Records from a collection of data
********
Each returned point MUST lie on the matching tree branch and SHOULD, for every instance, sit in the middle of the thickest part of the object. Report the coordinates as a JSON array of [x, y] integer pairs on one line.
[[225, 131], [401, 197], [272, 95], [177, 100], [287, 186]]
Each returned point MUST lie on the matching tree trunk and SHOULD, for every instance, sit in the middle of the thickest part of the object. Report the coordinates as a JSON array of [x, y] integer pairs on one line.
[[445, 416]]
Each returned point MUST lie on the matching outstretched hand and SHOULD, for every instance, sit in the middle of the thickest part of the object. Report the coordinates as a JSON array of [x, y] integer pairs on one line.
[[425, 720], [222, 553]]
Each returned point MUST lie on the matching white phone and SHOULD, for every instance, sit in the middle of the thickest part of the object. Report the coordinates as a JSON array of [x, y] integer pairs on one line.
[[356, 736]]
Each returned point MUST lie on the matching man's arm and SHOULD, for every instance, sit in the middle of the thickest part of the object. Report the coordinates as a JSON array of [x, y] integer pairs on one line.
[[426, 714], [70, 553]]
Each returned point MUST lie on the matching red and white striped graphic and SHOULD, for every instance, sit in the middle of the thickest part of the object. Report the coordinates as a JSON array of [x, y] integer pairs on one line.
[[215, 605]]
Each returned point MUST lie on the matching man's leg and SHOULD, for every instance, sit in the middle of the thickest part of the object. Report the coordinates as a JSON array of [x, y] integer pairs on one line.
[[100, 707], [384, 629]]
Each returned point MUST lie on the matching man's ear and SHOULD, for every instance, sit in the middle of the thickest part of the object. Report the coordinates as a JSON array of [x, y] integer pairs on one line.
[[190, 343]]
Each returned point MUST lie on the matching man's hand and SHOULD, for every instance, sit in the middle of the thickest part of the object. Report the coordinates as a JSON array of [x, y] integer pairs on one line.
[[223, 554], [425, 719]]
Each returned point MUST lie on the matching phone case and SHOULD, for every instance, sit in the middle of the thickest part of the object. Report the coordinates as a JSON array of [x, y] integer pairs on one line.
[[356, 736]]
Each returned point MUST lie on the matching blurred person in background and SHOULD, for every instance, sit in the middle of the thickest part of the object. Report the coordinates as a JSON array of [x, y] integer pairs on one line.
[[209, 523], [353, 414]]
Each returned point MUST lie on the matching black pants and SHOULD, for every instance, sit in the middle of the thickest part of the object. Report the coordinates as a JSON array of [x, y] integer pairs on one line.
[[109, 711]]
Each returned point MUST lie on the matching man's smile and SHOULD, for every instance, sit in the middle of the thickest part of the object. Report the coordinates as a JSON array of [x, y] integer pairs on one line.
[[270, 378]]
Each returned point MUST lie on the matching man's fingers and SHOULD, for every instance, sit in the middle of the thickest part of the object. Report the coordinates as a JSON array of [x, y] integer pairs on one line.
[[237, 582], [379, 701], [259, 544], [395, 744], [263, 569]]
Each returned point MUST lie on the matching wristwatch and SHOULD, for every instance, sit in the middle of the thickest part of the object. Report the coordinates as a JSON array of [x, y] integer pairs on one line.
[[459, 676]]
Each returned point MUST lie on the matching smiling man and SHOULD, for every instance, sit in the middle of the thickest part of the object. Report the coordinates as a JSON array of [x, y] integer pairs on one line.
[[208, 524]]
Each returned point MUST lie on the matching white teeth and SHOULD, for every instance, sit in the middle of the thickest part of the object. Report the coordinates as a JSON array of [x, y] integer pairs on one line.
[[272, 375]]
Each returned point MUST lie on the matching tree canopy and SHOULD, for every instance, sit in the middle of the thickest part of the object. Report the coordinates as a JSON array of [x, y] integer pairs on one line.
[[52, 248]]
********
TASK DIRECTIONS: Can you copy only the lines of the listing above from the line with "Each returned point MUST lie on the matching wristwatch" up to and including the line with "[[208, 524]]", requests and all, shifting every coordinate in the answers by -49?

COMPLETE RESPONSE:
Each returned point MUST lie on the matching wristwatch and SHOULD, for every instance, sit in the middle of the thickest part of the object. Report the coordinates as a JSON array of [x, y] integer pairs on one line.
[[410, 627]]
Each returned point MUST lie on the matching smiling man and SHOULD, for every instance, sit in the middle of the thickest part of the object. Report the coordinates as a JSON array of [x, y] integer pairs on one line.
[[159, 475]]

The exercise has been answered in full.